Written problem: Convert each line of the records below into a JSON list of strings, one string per line, omitting blank lines and leaving out the pictures.

>> Begin

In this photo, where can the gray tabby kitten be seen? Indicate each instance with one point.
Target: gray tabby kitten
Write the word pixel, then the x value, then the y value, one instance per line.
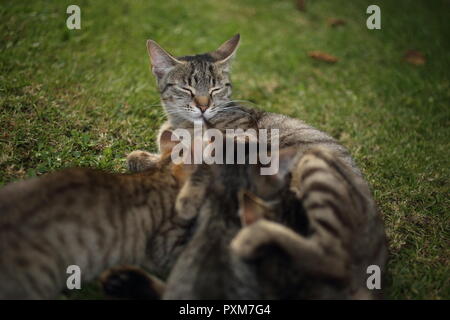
pixel 310 232
pixel 91 219
pixel 198 89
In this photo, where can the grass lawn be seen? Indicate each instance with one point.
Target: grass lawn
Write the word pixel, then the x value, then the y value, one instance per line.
pixel 86 97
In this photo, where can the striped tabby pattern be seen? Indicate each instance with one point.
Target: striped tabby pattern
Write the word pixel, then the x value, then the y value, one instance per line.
pixel 87 218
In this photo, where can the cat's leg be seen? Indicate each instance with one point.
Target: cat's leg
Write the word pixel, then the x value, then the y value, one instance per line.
pixel 138 160
pixel 334 200
pixel 307 253
pixel 128 282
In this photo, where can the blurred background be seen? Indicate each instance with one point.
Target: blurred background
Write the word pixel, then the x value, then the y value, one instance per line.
pixel 86 97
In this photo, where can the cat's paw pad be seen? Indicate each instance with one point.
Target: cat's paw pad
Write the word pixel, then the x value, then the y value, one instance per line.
pixel 138 160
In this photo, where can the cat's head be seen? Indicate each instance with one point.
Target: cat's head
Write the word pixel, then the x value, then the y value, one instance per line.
pixel 193 88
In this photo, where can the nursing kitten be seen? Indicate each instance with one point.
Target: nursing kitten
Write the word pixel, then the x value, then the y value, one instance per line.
pixel 344 237
pixel 198 89
pixel 319 241
pixel 91 219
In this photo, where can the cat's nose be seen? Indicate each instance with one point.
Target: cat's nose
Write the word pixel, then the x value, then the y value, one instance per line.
pixel 202 102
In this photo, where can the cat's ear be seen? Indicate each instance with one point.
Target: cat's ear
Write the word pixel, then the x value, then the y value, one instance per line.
pixel 224 54
pixel 162 61
pixel 251 208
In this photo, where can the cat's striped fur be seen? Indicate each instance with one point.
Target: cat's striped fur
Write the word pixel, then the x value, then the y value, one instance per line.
pixel 323 234
pixel 91 219
pixel 183 80
pixel 345 234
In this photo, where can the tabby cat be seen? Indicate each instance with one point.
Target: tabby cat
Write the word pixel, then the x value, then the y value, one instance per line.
pixel 91 219
pixel 310 232
pixel 198 89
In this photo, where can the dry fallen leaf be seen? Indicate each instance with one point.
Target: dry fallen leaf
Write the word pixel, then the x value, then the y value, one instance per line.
pixel 322 56
pixel 301 5
pixel 414 57
pixel 333 22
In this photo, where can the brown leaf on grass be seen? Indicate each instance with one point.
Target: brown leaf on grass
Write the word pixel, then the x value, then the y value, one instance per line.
pixel 301 5
pixel 333 22
pixel 322 56
pixel 414 57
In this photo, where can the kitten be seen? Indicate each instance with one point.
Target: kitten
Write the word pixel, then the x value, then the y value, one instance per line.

>> End

Exercise solution:
[
  "In this photo, where can the gray tabby kitten be seen? Indicate each instance with one point.",
  "Target: gray tabby kitten",
  "Write the word pixel, then the x value, then the y value, one instance per line.",
  "pixel 310 232",
  "pixel 91 219",
  "pixel 198 89",
  "In this photo, where can the grass lawn be seen? Indicate each instance with one point.",
  "Target: grass lawn",
  "Write the word pixel, then the x value, then the y value, one instance per line.",
  "pixel 86 97",
  "In this photo, where can the striped tabby pattern be seen? Indicate each instance with one point.",
  "Target: striped tabby pattern",
  "Write the word pixel, then the x value, then the y value, one instance per line.",
  "pixel 87 218",
  "In this photo, where can the cat's leg be seen? Indicate each instance with one point.",
  "Target: cat's leg",
  "Write the word pixel, then the x value, then the y value, one instance per line.",
  "pixel 138 160",
  "pixel 334 200",
  "pixel 307 253",
  "pixel 128 282",
  "In this photo, where can the blurred background be seen? Indicate each instance with one point.",
  "Target: blurred background",
  "Write the word pixel, then the x value, then the y value, one instance per line.",
  "pixel 86 97",
  "In this photo, where can the cat's paw pad be seen? Indicate each instance with one point.",
  "Target: cat's paw pad",
  "Write the word pixel, then the x value, then the y value, one instance per line.",
  "pixel 138 160",
  "In this photo, where can the cat's head be seen? Indicate each instance with one point.",
  "Target: cat's head",
  "Write the word pixel, then the x value, then the y value, one instance per line.",
  "pixel 193 88",
  "In this photo, where can the nursing kitten be seen? Indicate each instance with one point.",
  "Target: nursing kitten",
  "Write the word pixel, then the x value, then the y value, one instance per line.",
  "pixel 344 237",
  "pixel 198 89",
  "pixel 319 241",
  "pixel 91 219",
  "In this photo, where can the cat's nose be seen? Indicate each instance with one point.",
  "Target: cat's nose",
  "Write the word pixel, then the x value, then the y value, one instance per line.",
  "pixel 202 102",
  "In this photo, where can the cat's ear be seen? Indicate each instance with one point.",
  "Target: cat's ear",
  "Write the word pixel, then the x value, then the y value, one instance per line.",
  "pixel 224 54",
  "pixel 162 61",
  "pixel 251 208",
  "In this photo, where can the cat's striped fur be seen? Indicate each instance with one point.",
  "Target: cat's striped fur",
  "Write the word pixel, then the x value, then the y value, one instance per line.",
  "pixel 323 234",
  "pixel 91 219",
  "pixel 183 80",
  "pixel 345 234",
  "In this photo, where can the tabby cat be seen? Indicate each instance with one point.",
  "Target: tabby cat",
  "Write the word pixel, then the x value, then the y value, one instance per line.",
  "pixel 91 219",
  "pixel 310 232",
  "pixel 198 89",
  "In this photo, where can the dry fallen leaf be seen? Indicate each instance with one point.",
  "Target: dry fallen leaf",
  "Write the word pixel, then the x value, then the y value, one instance per line.",
  "pixel 322 56",
  "pixel 301 5",
  "pixel 414 57",
  "pixel 333 22",
  "In this photo, where can the brown leaf on grass be seen? Indicate each instance with one point.",
  "Target: brown leaf on grass",
  "Write the word pixel, then the x value, then the y value, one instance per line.",
  "pixel 301 5",
  "pixel 333 22",
  "pixel 322 56",
  "pixel 414 57",
  "In this photo, where can the kitten be seen? Indicate each instance with one point.",
  "Target: kitten",
  "Write the word pixel, then the x value, then the y value, one instance per line."
]